Rewrite the stretch of rows from the one containing "the tan pouf" through the one containing "pixel 395 51", substituting "rug" for "carpet" and keeping everything else intact.

[Begin]

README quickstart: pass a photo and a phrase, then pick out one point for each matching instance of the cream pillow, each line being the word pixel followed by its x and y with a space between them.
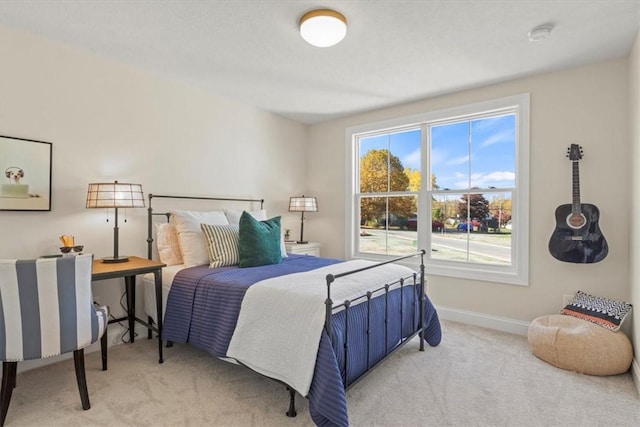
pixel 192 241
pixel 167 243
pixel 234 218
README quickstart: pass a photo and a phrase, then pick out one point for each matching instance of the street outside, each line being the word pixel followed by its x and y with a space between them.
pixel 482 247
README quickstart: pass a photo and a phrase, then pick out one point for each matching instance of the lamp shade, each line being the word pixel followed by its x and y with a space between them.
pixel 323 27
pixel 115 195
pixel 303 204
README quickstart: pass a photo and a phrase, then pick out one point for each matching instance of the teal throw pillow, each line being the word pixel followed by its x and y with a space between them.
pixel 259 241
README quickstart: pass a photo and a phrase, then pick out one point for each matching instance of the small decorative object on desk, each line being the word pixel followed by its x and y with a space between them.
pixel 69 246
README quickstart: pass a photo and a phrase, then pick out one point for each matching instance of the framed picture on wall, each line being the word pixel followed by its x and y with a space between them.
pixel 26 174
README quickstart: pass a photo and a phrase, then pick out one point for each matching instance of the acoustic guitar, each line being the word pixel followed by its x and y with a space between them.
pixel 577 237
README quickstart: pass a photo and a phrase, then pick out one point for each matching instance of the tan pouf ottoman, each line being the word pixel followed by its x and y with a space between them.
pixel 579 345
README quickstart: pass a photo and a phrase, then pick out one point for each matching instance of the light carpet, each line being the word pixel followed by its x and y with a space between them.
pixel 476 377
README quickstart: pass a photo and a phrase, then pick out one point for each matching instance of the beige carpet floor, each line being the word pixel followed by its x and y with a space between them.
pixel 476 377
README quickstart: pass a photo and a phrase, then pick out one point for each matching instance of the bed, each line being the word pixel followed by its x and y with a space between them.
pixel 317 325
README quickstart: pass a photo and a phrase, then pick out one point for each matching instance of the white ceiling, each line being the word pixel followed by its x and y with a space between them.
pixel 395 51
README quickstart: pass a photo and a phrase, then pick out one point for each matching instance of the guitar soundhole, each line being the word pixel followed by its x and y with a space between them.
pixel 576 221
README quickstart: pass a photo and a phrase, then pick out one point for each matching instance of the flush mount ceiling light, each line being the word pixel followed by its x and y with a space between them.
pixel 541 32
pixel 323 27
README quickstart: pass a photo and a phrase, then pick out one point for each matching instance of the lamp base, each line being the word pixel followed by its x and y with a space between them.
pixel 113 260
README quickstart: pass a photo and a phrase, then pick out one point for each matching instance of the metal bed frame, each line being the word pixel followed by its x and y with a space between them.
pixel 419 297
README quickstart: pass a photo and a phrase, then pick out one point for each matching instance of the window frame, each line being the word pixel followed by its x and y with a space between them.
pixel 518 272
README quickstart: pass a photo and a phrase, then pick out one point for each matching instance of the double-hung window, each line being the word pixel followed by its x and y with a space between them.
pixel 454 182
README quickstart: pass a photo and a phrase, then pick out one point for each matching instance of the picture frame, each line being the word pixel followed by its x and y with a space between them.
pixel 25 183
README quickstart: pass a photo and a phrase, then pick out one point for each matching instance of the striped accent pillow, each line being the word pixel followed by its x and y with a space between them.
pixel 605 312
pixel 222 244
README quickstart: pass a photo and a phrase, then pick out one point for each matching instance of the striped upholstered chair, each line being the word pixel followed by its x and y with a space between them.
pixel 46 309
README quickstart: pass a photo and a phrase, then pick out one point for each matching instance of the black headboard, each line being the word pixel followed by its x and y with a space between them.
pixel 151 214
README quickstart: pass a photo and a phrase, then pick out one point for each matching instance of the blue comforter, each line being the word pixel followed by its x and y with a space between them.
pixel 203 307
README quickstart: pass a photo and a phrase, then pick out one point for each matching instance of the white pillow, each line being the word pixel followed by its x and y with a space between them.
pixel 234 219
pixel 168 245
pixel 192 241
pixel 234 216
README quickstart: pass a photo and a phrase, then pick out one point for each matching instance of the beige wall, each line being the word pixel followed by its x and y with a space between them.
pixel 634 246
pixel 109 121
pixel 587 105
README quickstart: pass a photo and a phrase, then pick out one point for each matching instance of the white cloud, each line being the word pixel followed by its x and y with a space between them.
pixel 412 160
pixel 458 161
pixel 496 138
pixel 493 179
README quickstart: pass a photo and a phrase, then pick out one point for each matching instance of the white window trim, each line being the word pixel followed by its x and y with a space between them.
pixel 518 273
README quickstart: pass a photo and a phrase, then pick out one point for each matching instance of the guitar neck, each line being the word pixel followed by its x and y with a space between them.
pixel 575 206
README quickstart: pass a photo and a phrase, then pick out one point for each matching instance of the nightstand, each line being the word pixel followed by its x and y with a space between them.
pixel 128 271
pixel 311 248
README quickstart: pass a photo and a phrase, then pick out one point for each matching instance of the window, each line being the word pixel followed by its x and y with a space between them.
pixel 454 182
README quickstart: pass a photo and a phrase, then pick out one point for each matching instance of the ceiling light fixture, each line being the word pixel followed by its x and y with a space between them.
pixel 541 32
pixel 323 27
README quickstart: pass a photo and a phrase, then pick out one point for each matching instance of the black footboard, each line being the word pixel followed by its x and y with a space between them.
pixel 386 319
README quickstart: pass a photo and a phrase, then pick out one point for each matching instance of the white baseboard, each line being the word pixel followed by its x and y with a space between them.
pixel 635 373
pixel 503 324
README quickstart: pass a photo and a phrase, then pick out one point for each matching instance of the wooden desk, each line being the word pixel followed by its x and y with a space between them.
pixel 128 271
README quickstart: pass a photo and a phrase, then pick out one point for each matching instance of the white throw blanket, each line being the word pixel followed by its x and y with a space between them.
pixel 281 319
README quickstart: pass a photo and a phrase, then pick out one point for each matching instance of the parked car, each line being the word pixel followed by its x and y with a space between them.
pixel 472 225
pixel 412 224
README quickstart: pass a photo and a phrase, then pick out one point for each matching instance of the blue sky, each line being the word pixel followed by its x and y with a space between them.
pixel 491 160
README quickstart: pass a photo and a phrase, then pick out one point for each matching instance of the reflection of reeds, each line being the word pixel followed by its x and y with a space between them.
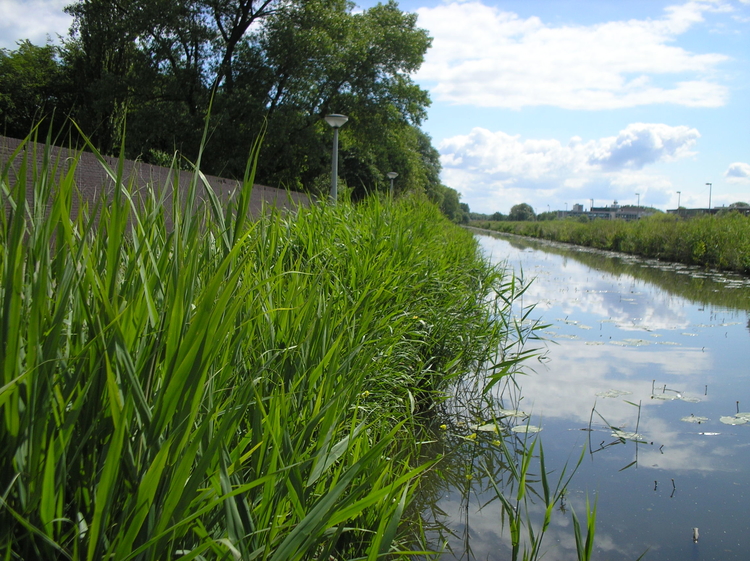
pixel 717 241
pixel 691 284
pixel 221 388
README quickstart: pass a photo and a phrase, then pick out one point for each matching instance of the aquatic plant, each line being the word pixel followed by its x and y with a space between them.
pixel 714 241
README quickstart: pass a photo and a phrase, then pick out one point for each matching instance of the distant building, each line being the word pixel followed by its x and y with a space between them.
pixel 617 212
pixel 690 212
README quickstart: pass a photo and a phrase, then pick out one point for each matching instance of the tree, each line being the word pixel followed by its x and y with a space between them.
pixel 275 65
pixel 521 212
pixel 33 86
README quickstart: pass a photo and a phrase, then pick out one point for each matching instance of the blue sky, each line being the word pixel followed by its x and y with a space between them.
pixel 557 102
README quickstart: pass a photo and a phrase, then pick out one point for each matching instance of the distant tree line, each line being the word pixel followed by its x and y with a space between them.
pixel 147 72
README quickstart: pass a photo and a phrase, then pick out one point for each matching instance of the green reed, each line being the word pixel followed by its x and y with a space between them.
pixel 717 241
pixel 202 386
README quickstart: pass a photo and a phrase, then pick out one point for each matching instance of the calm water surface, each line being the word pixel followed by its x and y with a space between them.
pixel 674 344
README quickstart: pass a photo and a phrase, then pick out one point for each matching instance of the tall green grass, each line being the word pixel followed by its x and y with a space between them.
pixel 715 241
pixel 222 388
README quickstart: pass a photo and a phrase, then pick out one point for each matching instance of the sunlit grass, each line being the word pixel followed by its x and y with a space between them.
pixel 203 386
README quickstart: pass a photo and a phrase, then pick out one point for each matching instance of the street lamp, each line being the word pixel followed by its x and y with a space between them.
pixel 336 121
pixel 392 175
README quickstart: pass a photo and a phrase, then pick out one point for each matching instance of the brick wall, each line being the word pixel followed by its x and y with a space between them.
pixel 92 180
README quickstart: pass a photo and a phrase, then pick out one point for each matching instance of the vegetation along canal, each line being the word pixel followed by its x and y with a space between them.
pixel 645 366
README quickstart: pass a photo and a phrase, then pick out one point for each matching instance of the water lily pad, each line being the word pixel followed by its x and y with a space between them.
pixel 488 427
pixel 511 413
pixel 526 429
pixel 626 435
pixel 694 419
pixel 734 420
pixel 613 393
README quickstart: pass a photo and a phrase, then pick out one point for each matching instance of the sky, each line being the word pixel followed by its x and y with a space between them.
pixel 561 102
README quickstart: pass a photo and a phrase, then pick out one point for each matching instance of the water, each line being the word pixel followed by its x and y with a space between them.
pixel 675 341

[End]

**Written solution:**
README quickstart: pass a photo and a phrase, then pick out one point for each matching instance of the tan pouf ottoman, each line being the word pixel followed by its x and y with a space between them.
pixel 579 345
README quickstart: pass a photo and a phrase, then pick out one point for each matching instance of the light rug, each line being the word pixel followed by its x and y with a space between them.
pixel 476 377
README quickstart: pass a photo and a phrase, then pick out one point for each matching instance of the beige rug floor, each line being the word pixel followed by its x and y with a space between them.
pixel 476 377
README quickstart: pass a photo and a phrase, then pick out one point for each matching instance of the bed, each line being the word pixel followed by its x and y with a space between them.
pixel 317 325
README quickstart: pass a photo and a phrase, then pick out one point for each matching instance of the white ceiling, each line being the word pixel followed by its x and y with a space between them.
pixel 395 51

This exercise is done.